_页面_:
***

R Hypothesis Test

Assume the predetermined significance level is 0.05. 假设预定的显着性水平是0.05。

1 Shapiro-Wilk Test W检验(Shapiro–Wilk (夏皮罗–威克尔 ) W统计量检验)

Null hypothesis: 零假设: The sample came from a normally distributed population. 样本来自正态分布总体

检验数据是否符合正态分布,R函数:shapiro.test().

结果含义:当p值小于某个显著性水平α(比如0.05)时,则认为 样本不是来自正态分布的总体,否则则承认样本来自正态分布的总体。

install.packages("stats")
library(stats)
# args() function displays the argument names and corresponding default values of a function or primitive.
# args()函数显示一个函数的参数名称和相应的默认值。
args(shapiro.test)
#function (x) 
#NULL

# Example 1:
# Test random sample from a normal distribution.
# 测试来自正态分布的随机抽样。
set.seed(1)
x <- rnorm(150)
res <- shapiro.test(x)

res$p.value # > 0.05
[1] 0.7885523
# Conclusion: We are unable to reject the null hypothesis.
# 结论:我们无法拒绝零假设。

# Example 2:
# Test daily observations of S&P 500 from 1981-01 to 1991-04.
# 测试S&P500指数从1981-01到1991-04的日观察值。
install.packages("Ecdat")
library(Ecdat)
data(SP500)
class(SP500)
# [1] "data.frame"
SPreturn = SP500$r500 # use the $ to index a column of the data.frame
# 用$符号取出数据框中的一列
(res <- shapiro.test(SPreturn))
#         Shapiro-Wilk normality test
# data: SPreturn
# W = 0.8413, p-value < 2.2e-16

names(res)

***

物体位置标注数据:
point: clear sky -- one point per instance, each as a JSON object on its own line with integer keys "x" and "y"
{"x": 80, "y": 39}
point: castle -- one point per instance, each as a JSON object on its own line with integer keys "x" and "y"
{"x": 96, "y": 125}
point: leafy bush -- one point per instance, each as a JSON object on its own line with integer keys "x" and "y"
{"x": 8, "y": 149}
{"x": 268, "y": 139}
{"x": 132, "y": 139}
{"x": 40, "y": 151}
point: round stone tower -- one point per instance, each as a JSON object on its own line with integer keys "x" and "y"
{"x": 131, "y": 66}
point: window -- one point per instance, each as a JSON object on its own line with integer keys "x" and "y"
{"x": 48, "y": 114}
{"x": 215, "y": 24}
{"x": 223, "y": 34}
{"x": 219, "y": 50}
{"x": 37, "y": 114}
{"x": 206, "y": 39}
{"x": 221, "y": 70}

***

_任务要求_:
列出页面中“# Example 2:”之后的代码所调用的全部R函数名称。

_任务回答_:
install.packages、library、data、class、shapiro.test、names